**Task requirements**
Would you please return all of the entries below exactly as shown?
=====
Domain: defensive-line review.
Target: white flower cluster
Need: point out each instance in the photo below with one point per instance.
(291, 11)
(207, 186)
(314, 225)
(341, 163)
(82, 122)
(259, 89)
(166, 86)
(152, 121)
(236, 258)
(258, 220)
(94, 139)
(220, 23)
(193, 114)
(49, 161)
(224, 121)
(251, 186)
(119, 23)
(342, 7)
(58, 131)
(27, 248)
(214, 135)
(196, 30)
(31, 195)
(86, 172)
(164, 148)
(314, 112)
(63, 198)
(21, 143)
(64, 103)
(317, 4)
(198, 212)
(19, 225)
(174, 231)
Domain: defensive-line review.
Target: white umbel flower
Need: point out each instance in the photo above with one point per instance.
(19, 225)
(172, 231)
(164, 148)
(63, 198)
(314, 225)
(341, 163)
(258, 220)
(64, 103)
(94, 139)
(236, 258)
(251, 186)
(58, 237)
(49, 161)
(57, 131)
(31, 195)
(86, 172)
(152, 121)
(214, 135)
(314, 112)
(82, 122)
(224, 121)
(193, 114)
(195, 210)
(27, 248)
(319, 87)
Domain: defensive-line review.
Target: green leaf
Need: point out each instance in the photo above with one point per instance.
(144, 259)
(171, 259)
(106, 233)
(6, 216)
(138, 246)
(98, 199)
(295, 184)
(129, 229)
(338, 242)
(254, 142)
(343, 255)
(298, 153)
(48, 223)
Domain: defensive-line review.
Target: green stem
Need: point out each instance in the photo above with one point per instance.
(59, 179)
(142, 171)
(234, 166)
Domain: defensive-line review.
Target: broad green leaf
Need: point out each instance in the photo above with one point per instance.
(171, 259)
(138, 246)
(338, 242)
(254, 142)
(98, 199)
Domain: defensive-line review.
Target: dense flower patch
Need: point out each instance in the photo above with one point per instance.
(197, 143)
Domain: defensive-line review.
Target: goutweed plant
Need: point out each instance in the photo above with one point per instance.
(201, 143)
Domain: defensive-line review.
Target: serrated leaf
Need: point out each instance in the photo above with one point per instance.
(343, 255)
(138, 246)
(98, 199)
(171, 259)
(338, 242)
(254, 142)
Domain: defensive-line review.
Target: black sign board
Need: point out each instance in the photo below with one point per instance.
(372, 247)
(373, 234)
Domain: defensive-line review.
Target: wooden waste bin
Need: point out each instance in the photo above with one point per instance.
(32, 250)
=====
**Solved exercise**
Domain: defensive-line review.
Target: white flower cluster
Need: point out each instance in the photo below with one point per instance.
(291, 11)
(207, 186)
(314, 225)
(341, 163)
(82, 122)
(259, 89)
(166, 86)
(152, 121)
(236, 258)
(258, 220)
(94, 139)
(220, 23)
(193, 114)
(49, 161)
(224, 121)
(251, 186)
(119, 23)
(342, 7)
(58, 131)
(27, 248)
(214, 135)
(196, 30)
(31, 195)
(86, 172)
(164, 148)
(314, 112)
(63, 198)
(21, 143)
(64, 103)
(317, 4)
(198, 212)
(19, 225)
(174, 231)
Domain: defensive-line review.
Target: white umbel flower
Need: point out each instance in the photo above with one point per instance.
(19, 225)
(172, 231)
(164, 148)
(63, 198)
(314, 225)
(341, 163)
(258, 220)
(64, 103)
(94, 139)
(236, 258)
(251, 186)
(58, 237)
(49, 161)
(57, 131)
(31, 195)
(86, 172)
(152, 121)
(214, 135)
(314, 112)
(82, 122)
(224, 121)
(193, 114)
(195, 210)
(27, 248)
(319, 87)
Domain: defensive-line review.
Target: green leaf
Need: point out each instance in the photo above with one point per instance.
(144, 259)
(171, 259)
(106, 233)
(6, 216)
(138, 246)
(98, 199)
(295, 184)
(129, 229)
(338, 242)
(254, 142)
(343, 255)
(298, 153)
(48, 223)
Domain: defensive-line review.
Target: green stem
Need: point out each instance in the photo above with one point per instance.
(59, 179)
(142, 171)
(234, 166)
Domain: defensive-line review.
Target: broad green leaf
Need: point out each instance in the photo above with one point per instance.
(171, 259)
(138, 246)
(338, 242)
(254, 142)
(98, 199)
Domain: defensive-line review.
Target: dense flower patch
Need: point out each instance in the photo above with one point per instance.
(197, 143)
Domain: defensive-line review.
Target: goutweed plant
Need: point out each instance in the photo above with one point per instance.
(201, 143)
Domain: defensive-line review.
Target: serrated leaf
Need: point out each instance in the photo above with one point per instance.
(343, 255)
(138, 246)
(98, 199)
(171, 259)
(338, 242)
(254, 142)
Domain: defensive-line review.
Target: black sign board
Need: point out each instance in the photo below with one point per instance.
(372, 247)
(373, 234)
Domain: defensive-line review.
Target: wooden waste bin
Need: point out each instance in the photo above with one point per instance.
(32, 250)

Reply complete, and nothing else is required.